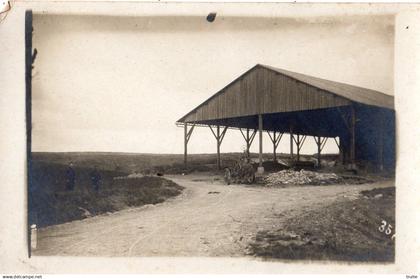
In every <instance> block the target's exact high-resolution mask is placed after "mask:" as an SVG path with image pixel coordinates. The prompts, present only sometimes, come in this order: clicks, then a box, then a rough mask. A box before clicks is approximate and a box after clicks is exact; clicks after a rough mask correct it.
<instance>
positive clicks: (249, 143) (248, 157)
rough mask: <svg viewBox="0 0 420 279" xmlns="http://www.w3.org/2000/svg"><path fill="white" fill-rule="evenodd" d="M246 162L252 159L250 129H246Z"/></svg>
mask: <svg viewBox="0 0 420 279" xmlns="http://www.w3.org/2000/svg"><path fill="white" fill-rule="evenodd" d="M245 140H246V160H247V161H248V162H249V159H250V158H249V157H250V154H249V148H250V147H251V144H250V142H249V128H246V139H245Z"/></svg>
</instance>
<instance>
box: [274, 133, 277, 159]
mask: <svg viewBox="0 0 420 279" xmlns="http://www.w3.org/2000/svg"><path fill="white" fill-rule="evenodd" d="M276 149H277V145H276V131H274V132H273V161H274V162H275V163H276V162H277V154H276V153H277V152H276Z"/></svg>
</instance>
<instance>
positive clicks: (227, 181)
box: [224, 168, 232, 185]
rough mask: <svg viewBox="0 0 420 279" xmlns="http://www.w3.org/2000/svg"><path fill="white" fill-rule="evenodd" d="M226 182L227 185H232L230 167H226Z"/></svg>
mask: <svg viewBox="0 0 420 279" xmlns="http://www.w3.org/2000/svg"><path fill="white" fill-rule="evenodd" d="M224 178H225V182H226V184H227V185H230V182H231V179H232V174H231V172H230V169H229V168H225V177H224Z"/></svg>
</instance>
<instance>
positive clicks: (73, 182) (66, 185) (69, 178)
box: [66, 163, 76, 191]
mask: <svg viewBox="0 0 420 279" xmlns="http://www.w3.org/2000/svg"><path fill="white" fill-rule="evenodd" d="M75 180H76V172H75V171H74V169H73V163H70V164H69V166H68V167H67V170H66V190H67V191H73V189H74V181H75Z"/></svg>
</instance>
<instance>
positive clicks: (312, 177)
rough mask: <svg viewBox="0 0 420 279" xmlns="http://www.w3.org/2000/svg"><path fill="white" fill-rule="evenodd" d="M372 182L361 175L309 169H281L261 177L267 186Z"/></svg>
mask: <svg viewBox="0 0 420 279" xmlns="http://www.w3.org/2000/svg"><path fill="white" fill-rule="evenodd" d="M369 182H372V181H371V180H370V179H368V178H366V177H362V176H349V175H338V174H335V173H332V172H331V173H329V172H318V171H309V170H304V169H302V170H300V171H295V170H293V169H286V170H281V171H279V172H274V173H270V174H268V175H267V176H265V177H264V178H263V183H264V184H265V185H266V186H268V187H275V186H280V187H284V186H287V185H331V184H363V183H369Z"/></svg>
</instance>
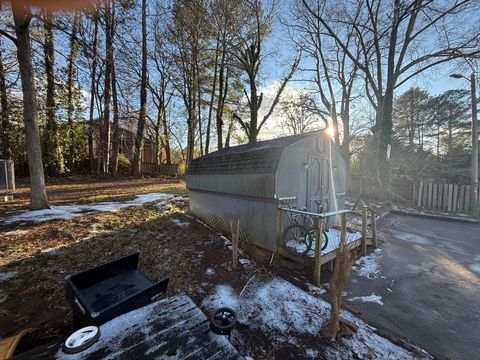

--- --- ---

- What is needed -
Reproduce all of the records above with "positive clicks" switched to "foreground clicks" wherever it occurs, changing nothing else, and omit the pictures.

- Response for this exercise -
In every <instance> block the target's exact high-resolution mask is placed after "mask:" as an SVG path with image pixel coordinates. The prompts, present only sometimes, come in this order: clicks, then a box, then a rough mask. A box before clicks is approximate and a box after clicks is exact; clicks after a rough mask correct it.
<instance>
foreground clicks: (249, 143) (248, 157)
rough mask: <svg viewBox="0 0 420 279" xmlns="http://www.w3.org/2000/svg"><path fill="white" fill-rule="evenodd" d="M246 162L252 159L250 129H246Z"/></svg>
mask: <svg viewBox="0 0 420 279" xmlns="http://www.w3.org/2000/svg"><path fill="white" fill-rule="evenodd" d="M245 140H246V160H247V161H248V162H249V159H250V158H249V157H250V154H249V148H250V147H251V144H250V142H249V128H246V139H245Z"/></svg>
</instance>
<instance>
box: [274, 133, 277, 159]
mask: <svg viewBox="0 0 420 279" xmlns="http://www.w3.org/2000/svg"><path fill="white" fill-rule="evenodd" d="M276 149H277V145H276V131H274V132H273V161H274V162H275V163H276V162H277V154H276V153H277V152H276Z"/></svg>
</instance>
<instance>
foreground clicks: (227, 181)
box: [224, 168, 232, 185]
rough mask: <svg viewBox="0 0 420 279" xmlns="http://www.w3.org/2000/svg"><path fill="white" fill-rule="evenodd" d="M226 182L227 185H232L230 167H226Z"/></svg>
mask: <svg viewBox="0 0 420 279" xmlns="http://www.w3.org/2000/svg"><path fill="white" fill-rule="evenodd" d="M224 178H225V182H226V184H227V185H230V182H231V179H232V174H231V172H230V169H229V168H225V177H224Z"/></svg>
</instance>
<instance>
foreground clicks: (73, 182) (66, 185) (69, 178)
box: [66, 163, 76, 191]
mask: <svg viewBox="0 0 420 279" xmlns="http://www.w3.org/2000/svg"><path fill="white" fill-rule="evenodd" d="M75 180H76V172H75V171H74V169H73V163H70V164H69V166H68V167H67V170H66V190H67V191H73V189H74V181H75Z"/></svg>
</instance>
<instance>
foreground clicks: (312, 177)
rough mask: <svg viewBox="0 0 420 279" xmlns="http://www.w3.org/2000/svg"><path fill="white" fill-rule="evenodd" d="M372 182L361 175L309 169H281L261 177L267 186Z"/></svg>
mask: <svg viewBox="0 0 420 279" xmlns="http://www.w3.org/2000/svg"><path fill="white" fill-rule="evenodd" d="M369 182H372V181H371V180H370V179H368V178H366V177H362V176H349V175H338V174H335V173H332V172H331V173H329V172H318V171H309V170H304V169H302V170H300V171H295V170H293V169H286V170H281V171H279V172H274V173H270V174H268V175H267V176H265V177H264V178H263V183H264V184H265V185H266V186H268V187H275V186H280V187H284V186H287V185H331V184H363V183H369Z"/></svg>
</instance>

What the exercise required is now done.